◆ EXERCISE ◆
Write out the listing below again, replacing "instance" with "occurrence" wherever it occurs and keeping everything else unchanged. Omit the pictures.

◆ THE RECORDS ◆
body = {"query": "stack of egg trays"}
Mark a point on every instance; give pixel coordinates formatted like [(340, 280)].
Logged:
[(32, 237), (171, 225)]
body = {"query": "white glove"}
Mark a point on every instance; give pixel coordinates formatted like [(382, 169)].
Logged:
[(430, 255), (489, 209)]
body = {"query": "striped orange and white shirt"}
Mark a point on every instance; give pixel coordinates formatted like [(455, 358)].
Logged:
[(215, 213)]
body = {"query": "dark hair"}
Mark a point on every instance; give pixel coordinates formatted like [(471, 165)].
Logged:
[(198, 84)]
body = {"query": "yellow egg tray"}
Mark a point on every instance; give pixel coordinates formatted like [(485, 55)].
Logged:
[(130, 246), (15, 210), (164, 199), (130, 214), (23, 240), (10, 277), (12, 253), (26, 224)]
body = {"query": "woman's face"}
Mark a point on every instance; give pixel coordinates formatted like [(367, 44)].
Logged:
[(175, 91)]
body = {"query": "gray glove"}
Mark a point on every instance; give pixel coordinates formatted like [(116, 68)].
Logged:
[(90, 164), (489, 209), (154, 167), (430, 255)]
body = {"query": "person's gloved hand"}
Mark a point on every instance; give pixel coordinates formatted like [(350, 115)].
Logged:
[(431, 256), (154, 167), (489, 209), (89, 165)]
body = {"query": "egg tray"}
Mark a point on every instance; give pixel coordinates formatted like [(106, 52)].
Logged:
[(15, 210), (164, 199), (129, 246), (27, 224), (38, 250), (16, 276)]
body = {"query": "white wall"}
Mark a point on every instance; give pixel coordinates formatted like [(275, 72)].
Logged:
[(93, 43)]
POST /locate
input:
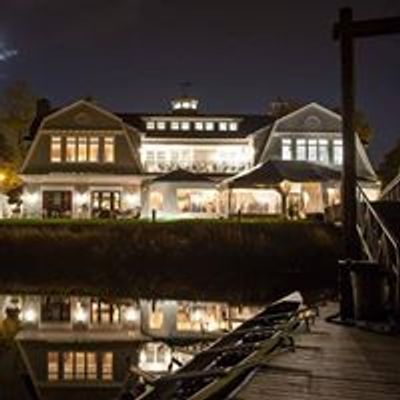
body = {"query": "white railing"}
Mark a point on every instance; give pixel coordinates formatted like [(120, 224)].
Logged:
[(379, 244)]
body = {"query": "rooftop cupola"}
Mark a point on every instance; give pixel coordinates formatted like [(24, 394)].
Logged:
[(185, 104)]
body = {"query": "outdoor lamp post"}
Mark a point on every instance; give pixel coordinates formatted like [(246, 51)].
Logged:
[(284, 187)]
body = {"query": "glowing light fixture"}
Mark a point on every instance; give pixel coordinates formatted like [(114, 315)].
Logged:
[(29, 315), (131, 314), (81, 316)]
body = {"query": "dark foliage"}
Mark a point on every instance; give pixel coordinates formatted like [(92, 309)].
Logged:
[(196, 260)]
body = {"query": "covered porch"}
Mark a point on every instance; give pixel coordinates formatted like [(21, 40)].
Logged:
[(180, 194), (293, 189)]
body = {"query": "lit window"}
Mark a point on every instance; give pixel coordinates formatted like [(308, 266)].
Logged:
[(80, 365), (156, 319), (82, 149), (94, 149), (70, 155), (109, 149), (68, 361), (338, 151), (233, 126), (150, 161), (150, 125), (55, 308), (104, 313), (161, 125), (107, 366), (301, 150), (199, 126), (175, 126), (323, 151), (52, 366), (209, 126), (312, 150), (55, 150), (161, 160), (223, 126), (91, 366), (287, 149), (156, 201), (185, 126)]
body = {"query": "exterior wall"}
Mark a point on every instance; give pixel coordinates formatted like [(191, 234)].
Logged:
[(312, 122), (168, 191), (220, 157), (81, 196)]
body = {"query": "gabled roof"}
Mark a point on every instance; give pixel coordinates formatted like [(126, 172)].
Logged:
[(181, 175)]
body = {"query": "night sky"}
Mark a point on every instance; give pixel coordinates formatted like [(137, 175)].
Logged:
[(131, 55)]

◆ RESPONSE BELOW ◆
body = {"query": "stack of egg trays"}
Mark a point on every occurrence; give pixel coordinates formatted like [(340, 280)].
Logged:
[(32, 237), (171, 225)]
body = {"query": "white glove"}
Mark a point on every occurrence; give pixel coordinates formatted like [(382, 169)].
Logged:
[(430, 255), (489, 209)]
body = {"query": "striped orange and white shirt"}
Mark a point on every occurrence; give pixel coordinates formatted like [(455, 358)].
Logged:
[(215, 213)]
body = {"query": "dark hair"}
Mark a point on every occurrence; give pixel coordinates formatted like [(471, 165)].
Logged:
[(198, 84)]
body = {"query": "yellow egg tray"}
Mark a point on every occurrence; give pixel coordinates formatted like [(485, 55)].
Logged:
[(130, 246), (15, 210), (164, 199), (130, 214), (23, 240), (10, 277), (12, 253), (26, 224)]
body = {"query": "woman's face"}
Mark a point on every occurrence; give pixel coordinates formatted like [(367, 44)].
Logged:
[(175, 91)]
body = {"query": "gray glove"}
Mark a point on every occurrence; give pixel coordinates formatted like [(116, 68)].
Logged:
[(90, 164), (489, 209), (154, 167), (430, 255)]
body = {"query": "person's gloved hand"}
Mark a point on every occurrence; give pixel coordinates formatted like [(350, 115)].
Logged:
[(431, 256), (154, 167), (489, 209), (89, 165)]
body = {"query": "egg tray"}
Mark a point on every occurrence; give pixel coordinates formatted like [(106, 52)].
Logged:
[(15, 210), (164, 199), (129, 246), (27, 224), (38, 250), (16, 276)]
body = {"query": "white wall"}
Mark a point on every occurrence; give pixel coordinates formatted like [(275, 72)].
Logged:
[(93, 43)]
POST /locate
input:
body = {"query": "white railing"}
Mark a point on every occurrence; give pixel coordinates formatted like [(120, 224)].
Logged:
[(379, 244)]
body = {"query": "rooftop cupola"}
Mark a point on every occurrence; give pixel coordinates formatted like [(24, 394)].
Logged:
[(185, 104)]
body = {"query": "outdoor lamp post"}
Mark a point on every occurrence; give pixel coordinates formatted like [(246, 51)].
Logged:
[(284, 187)]
body = {"query": "glowing light fixture"}
Mark a point on every occurrence; give pixel coordinates formatted like [(114, 315)].
Logged:
[(29, 315), (131, 314), (81, 316)]
body = {"query": "dark foliage"}
Mark a point on every occurrence; give pixel coordinates formatted like [(92, 309)].
Logged:
[(196, 260)]
body = {"query": "covered porch"}
Mark a point on every occurrence; give pixel coordinates formatted like [(21, 40)].
Logged:
[(180, 194), (293, 189)]
body = {"query": "lit window"}
Mark a point on every occurrence; give pixel coordinates formatted like [(308, 266)].
Logged:
[(80, 365), (156, 319), (82, 149), (94, 149), (70, 155), (109, 149), (68, 361), (338, 151), (233, 126), (150, 161), (150, 125), (55, 308), (104, 313), (161, 125), (107, 366), (301, 150), (199, 126), (175, 126), (323, 151), (52, 366), (209, 126), (312, 150), (55, 150), (161, 160), (223, 126), (91, 366), (287, 149), (156, 201), (185, 126)]
body = {"query": "exterior wall"}
Mark a point on every occurrence; give pixel coordinates formatted like [(191, 234)].
Logged:
[(312, 122), (168, 191), (220, 157), (81, 196)]
body = {"query": "gabled roof"}
Mark a point on every occurrence; give pixel coordinates formatted like [(126, 172)].
Logged:
[(181, 175)]
body = {"query": "night sky"}
Mark a point on every occurrence; give pixel coordinates formatted like [(137, 175)].
Logged:
[(131, 55)]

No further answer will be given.